Описание задания: Перепишите целиком все строки от строки с «[pin] nike swoosh» до самого конца записей включительно. Каждую координату в ответах сместите на 83, то есть увеличьте на 83.

::: Исходные данные

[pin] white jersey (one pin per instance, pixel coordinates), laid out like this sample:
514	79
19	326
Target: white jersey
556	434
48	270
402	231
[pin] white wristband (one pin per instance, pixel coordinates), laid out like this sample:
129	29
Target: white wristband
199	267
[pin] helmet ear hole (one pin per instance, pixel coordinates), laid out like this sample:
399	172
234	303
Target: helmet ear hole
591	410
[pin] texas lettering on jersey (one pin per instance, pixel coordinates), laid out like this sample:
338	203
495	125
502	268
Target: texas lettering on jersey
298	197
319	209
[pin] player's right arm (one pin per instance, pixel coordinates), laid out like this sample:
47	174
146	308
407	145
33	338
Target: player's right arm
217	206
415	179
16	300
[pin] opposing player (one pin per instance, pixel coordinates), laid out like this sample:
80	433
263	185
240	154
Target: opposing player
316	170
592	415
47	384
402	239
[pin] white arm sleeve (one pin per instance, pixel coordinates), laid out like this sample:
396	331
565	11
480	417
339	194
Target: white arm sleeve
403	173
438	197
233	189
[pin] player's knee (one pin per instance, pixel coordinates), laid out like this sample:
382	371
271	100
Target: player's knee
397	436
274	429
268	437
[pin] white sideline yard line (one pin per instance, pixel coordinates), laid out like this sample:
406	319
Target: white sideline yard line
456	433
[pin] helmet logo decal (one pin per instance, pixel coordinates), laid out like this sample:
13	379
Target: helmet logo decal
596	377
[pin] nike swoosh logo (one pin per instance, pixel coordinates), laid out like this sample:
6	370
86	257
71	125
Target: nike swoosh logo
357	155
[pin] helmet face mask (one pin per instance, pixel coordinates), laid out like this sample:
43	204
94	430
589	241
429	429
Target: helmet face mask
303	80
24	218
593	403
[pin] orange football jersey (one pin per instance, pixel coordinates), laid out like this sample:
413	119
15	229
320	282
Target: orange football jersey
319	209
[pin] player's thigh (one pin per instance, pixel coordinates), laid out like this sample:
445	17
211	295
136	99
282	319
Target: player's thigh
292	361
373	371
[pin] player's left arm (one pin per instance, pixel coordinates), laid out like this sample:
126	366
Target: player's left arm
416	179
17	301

::::::

Результат задания:
[pin] nike swoosh logo (one pin per instance, pixel coordinates), laid out like this sample:
6	370
86	257
71	125
Target: nike swoosh logo
440	238
[pin] helmet face mask (one pin per instance, pixel coordinates), laid out like this sample:
43	204
94	430
589	241
429	429
Target: helmet face mask
386	163
107	301
676	486
[pin] orange football jersey (one pin per instance, pixel coordinates), laid out like this sample:
413	119
15	229
320	282
Target: orange football jersey
402	292
[pin] player's thigh (one pin per instance, pixel coordinates), laid out like this sample:
445	17
211	295
136	99
282	319
Target: player's thigh
375	444
456	454
[pin] player's left arm (one pin per instance, pixel coordinates), laid out like this sample:
126	366
Target: player's left arm
499	262
100	384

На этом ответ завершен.